WORK TO DO
Convert the records below into a numbered list, leaving out any blank lines.

(Data entries)
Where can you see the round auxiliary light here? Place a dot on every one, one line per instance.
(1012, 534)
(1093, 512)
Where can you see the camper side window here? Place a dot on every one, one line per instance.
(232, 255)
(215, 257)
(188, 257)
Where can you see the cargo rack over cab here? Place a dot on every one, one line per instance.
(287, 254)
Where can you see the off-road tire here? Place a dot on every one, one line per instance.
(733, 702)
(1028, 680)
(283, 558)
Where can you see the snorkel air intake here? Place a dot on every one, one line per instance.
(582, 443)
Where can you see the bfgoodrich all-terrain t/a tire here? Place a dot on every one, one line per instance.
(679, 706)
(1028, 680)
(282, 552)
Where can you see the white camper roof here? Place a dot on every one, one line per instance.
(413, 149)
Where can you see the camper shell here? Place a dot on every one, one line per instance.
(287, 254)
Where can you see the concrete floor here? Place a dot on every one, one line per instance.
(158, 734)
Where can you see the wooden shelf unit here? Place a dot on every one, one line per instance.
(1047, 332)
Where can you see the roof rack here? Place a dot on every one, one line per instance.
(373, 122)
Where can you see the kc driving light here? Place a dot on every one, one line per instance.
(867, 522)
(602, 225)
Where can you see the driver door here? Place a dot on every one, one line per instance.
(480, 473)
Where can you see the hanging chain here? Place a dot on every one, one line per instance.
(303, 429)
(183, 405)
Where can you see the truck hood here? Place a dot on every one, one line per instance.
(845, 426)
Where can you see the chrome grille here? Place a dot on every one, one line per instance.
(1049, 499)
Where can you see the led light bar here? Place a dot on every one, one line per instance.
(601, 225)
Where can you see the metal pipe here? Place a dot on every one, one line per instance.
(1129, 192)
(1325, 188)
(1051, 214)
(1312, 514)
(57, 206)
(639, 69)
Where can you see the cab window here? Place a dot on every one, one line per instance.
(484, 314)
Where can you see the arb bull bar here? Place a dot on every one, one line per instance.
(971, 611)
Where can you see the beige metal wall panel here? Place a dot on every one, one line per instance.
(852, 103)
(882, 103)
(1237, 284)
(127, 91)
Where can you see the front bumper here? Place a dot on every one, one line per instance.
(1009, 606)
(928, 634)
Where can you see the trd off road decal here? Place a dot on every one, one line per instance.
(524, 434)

OUTPUT
1. Where can you see the round auxiliary light here? Place a dot on every one, one line per instance.
2. (1012, 534)
3. (1093, 512)
4. Where can you see the camper side window here? Place a dot on every one, one line per instance.
5. (232, 255)
6. (215, 257)
7. (188, 257)
8. Where can you see the cargo rack over cab here? Place a dot on every one, one line per instance.
9. (287, 254)
10. Where can you see the off-road tire here? Place a dot on every one, one line per instance.
11. (733, 702)
12. (1028, 680)
13. (283, 558)
14. Where can you see the snorkel air intake here? Place a dot on every one, one line per instance.
15. (582, 443)
16. Where can you see the bfgoodrich all-terrain t/a tire here? Place a dot on every one, one line per instance.
17. (679, 706)
18. (1028, 680)
19. (282, 552)
20. Where can you see the white camper roof here? Place a dot on every one, one line per instance.
21. (413, 149)
22. Where can you see the camper shell here? Place a dot on every one, one line per instance.
23. (287, 254)
24. Where can you see the concrete floor here? Place a dot on every one, one line per instance.
25. (158, 734)
26. Where can you see the wooden shelf unit here? Place a dot on every one, one line per instance.
27. (1047, 332)
28. Where can you see the roof rack here? Place a dot on every one, one line per instance.
29. (373, 122)
30. Where can you see the kc driving light here? Place a dot on every one, one line per instance.
31. (867, 522)
32. (602, 225)
33. Where can you see the driver door here? Place a dot on every one, one line per instance.
34. (480, 473)
35. Where can you see the hanging chain here? Place a dot on every one, one line per instance.
36. (303, 429)
37. (183, 405)
38. Where can you see the truck hood here? Place a dot on every one, one line per instance.
39. (845, 426)
40. Where can you see the chrome grille here? Place a dot on every one, one line per instance.
41. (1049, 499)
42. Where can you see the led light bar here? Place a dot on every one, one line per instance.
43. (601, 225)
44. Where can you see the metal pipe here? Place a dot on every one, one line per instance.
45. (1129, 192)
46. (1325, 188)
47. (1051, 214)
48. (1312, 514)
49. (57, 206)
50. (639, 69)
51. Where can you see the cab window here? Place a dot on every one, one line per instance.
52. (484, 314)
53. Where can you see the arb bull bar here? Place a dot on every one, one line per instance.
54. (971, 611)
55. Where can you see the beige metal wall panel here? Place a dot on every one, one line per instance.
56. (852, 103)
57. (882, 103)
58. (1237, 284)
59. (127, 91)
60. Where can you see the front bumper here? Place a dot on every one, one line per instance.
61. (1009, 606)
62. (928, 634)
63. Where can you see the trd off road decal here? Place a dot on every one, one line per instance.
64. (524, 434)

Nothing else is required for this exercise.